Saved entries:
──────
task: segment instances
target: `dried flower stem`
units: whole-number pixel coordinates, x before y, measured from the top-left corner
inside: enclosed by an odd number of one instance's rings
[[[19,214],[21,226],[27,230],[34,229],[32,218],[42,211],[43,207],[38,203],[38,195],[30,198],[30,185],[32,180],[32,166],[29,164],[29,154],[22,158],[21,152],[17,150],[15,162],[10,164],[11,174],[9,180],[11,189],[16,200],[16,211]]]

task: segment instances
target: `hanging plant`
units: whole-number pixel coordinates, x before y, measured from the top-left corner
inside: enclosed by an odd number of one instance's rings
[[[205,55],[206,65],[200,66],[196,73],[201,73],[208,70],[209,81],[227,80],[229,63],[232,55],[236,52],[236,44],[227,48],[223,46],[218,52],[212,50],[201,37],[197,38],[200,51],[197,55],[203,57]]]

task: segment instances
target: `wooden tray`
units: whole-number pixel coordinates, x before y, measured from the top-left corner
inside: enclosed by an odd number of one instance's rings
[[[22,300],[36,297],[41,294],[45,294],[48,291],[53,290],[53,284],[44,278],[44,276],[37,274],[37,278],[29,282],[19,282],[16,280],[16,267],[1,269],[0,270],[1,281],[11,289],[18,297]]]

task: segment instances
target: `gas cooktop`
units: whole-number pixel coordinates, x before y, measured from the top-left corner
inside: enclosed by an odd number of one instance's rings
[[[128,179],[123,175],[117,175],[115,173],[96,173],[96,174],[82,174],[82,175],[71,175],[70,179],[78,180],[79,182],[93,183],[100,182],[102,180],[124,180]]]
──────
TASK OBJECTIVE :: Copy out all the lines of the records that include "target".

EXERCISE ANSWER ::
target: `dried flower stem`
target: `hanging plant`
target: `wooden tray`
target: `gas cooktop`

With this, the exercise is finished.